• _Extrait du texte_
Les entreprises françaises ont trop tendance à payer les rançons lorsqu'elles sont attaquées par des rançongiciels, a déploré jeudi Johanna Brousse, l'un des magistrats français en charge de la lutte contre la cybercriminalité, en pointant le rôle des assurances dans cette évolution.C'est le serpent qui se mord la queue. "La France est aujourd'hui l'un des pays les plus attaqués en matière de rançongiciels (...) parce que nous payons trop facilement les rançons", a déploré Johanna Brousse, qui dirige la section "cybercriminalité" du parquet de Paris, co-compétente pour toutes les affaires de rançongiciel en France, lors d'une audition devant le Sénat, jeudi 15 avril. La magistrate dénonce ainsi un effet pervers et encore peu appréhendé dans la lutte contre les cyberattaques : parce que de plus en plus d'assurances incluent le cyber-risque, de nombreuses entreprises préfèrent payer la rançon sans trop se poser de questions. Et l'assureur y trouve aussi son compte.
Le "jeu trouble des assureurs"
Effectivement, certaines assurances garantissent le paiement des rançons, un service qui est surtout proposé, pour l'instant, comme une option supplémentaire. Mais pour la magistrate, il s'agit d'une évolution dangereuse du secteur de la cyber-assurance, car le paiement des rançons incite les cybercriminels à continuer leurs attaques. Même si cela peut paraître contre-intuitif, "il faut faire comprendre à chacun que si la rançon est payée, cela va pénaliser tous les autres, parce que les pirates vont s'en prendre plus facilement à notre tissu économique", a-t-elle indiqué.

(Entrées de données enregistrées)

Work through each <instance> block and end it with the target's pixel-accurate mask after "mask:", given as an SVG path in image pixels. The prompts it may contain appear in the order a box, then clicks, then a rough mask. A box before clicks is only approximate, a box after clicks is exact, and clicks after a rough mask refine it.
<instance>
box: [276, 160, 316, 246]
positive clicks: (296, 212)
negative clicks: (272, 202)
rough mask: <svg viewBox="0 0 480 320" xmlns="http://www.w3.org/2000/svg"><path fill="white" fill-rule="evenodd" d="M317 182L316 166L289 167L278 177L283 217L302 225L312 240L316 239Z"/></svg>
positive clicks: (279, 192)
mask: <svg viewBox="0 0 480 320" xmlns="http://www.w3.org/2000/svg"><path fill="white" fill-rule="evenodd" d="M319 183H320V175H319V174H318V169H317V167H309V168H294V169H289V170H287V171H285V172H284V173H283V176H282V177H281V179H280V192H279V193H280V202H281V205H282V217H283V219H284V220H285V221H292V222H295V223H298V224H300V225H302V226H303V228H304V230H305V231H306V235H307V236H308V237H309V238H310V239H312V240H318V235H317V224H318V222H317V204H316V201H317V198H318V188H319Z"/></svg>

---

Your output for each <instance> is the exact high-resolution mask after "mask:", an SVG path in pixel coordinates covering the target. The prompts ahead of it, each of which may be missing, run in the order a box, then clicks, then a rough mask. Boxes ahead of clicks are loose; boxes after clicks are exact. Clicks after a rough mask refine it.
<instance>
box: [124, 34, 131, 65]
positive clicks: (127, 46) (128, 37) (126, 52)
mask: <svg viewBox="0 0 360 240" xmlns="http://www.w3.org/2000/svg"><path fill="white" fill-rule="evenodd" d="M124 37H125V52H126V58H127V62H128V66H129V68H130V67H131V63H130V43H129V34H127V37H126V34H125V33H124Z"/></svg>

==

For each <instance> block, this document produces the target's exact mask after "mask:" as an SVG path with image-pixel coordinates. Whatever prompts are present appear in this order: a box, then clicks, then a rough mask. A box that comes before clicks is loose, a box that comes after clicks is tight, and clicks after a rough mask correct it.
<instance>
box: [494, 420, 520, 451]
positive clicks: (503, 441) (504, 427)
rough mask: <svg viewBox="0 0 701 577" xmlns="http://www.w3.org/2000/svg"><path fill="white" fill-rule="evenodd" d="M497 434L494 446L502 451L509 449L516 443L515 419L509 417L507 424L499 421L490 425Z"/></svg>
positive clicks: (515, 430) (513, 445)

• _Consignes_
**a)** Selon le texte sur les rançongiciels, quelle section du parquet de Paris Johanna Brousse dirige-t-elle ?
**b)** Rédigez la suite du texte sur les rançongiciels après sa dernière phrase.

• _Réponses_
**a)** La section « cybercriminalité ».

**b)**
Présent à la même audition de la délégation aux entreprises du Sénat, le directeur de l'Agence nationale pour la sécurité des systèmes d'information (Anssi), Guillaume Poupard, a également évoqué le "jeu trouble de certains assureurs", qui poussent la victime à payer la rançon.
L'assureur peut préférer payer "plusieurs millions d'euros pour la rançon", plutôt que "plusieurs dizaines de millions d'euros" de préjudice provoquées par la perte des données, a-t-il expliqué. Il a également critiqué le rôle des négociateurs de rançon, qui peuvent intervenir à la demande de la compagnie d'assurance.
"Il faut faire la chasse à tous les intermédiaires un peu gris qui font un business du paiement des rançons, et qui vont se rémunérer parfois sur leur capacité à négocier avec les cybercriminels la baisse des rançons. C'est extrêmement malsain", a-t-il dit.